▶ [Your instructions]: Count the lines in the records below that contain the word "lamp", and reply with that number alone.

▶ [Available records]:
⟨
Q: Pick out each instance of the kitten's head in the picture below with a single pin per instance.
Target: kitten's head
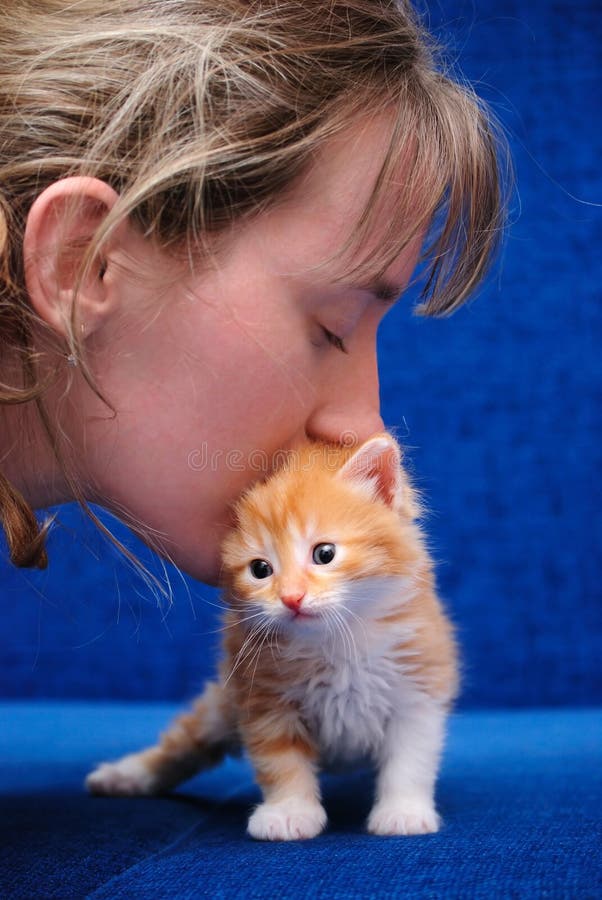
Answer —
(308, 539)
⟩
⟨
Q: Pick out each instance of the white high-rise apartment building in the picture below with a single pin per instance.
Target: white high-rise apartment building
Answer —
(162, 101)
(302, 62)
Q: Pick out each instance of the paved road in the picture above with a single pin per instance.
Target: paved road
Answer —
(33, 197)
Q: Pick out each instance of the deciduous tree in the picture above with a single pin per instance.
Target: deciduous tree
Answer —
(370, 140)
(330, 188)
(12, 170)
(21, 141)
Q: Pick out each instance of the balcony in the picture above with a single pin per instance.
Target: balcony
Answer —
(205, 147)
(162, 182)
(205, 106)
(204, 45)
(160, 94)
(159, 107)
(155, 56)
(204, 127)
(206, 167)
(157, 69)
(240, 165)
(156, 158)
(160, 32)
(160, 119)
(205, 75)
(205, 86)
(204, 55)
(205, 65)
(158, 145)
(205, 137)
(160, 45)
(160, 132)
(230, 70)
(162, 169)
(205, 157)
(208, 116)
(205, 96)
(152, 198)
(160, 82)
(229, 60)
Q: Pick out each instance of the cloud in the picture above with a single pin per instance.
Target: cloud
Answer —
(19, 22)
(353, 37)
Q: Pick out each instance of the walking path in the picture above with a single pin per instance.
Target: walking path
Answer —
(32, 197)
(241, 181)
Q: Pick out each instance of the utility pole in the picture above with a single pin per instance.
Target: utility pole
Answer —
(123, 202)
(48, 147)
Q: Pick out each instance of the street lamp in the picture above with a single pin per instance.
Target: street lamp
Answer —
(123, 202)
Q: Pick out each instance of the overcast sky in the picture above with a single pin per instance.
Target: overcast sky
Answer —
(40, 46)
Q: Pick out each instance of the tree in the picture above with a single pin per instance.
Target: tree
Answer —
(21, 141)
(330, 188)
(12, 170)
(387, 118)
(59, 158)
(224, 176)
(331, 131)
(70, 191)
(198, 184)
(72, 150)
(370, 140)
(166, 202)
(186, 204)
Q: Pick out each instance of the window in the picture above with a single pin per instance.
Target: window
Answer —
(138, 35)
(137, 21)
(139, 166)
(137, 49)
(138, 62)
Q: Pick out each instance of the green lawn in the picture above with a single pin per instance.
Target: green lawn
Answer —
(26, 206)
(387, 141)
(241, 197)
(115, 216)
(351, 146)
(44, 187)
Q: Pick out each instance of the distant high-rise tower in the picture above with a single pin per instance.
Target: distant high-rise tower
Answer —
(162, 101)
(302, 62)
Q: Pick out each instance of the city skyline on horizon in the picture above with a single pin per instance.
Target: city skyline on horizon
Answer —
⟩
▶ [Task solution]: 2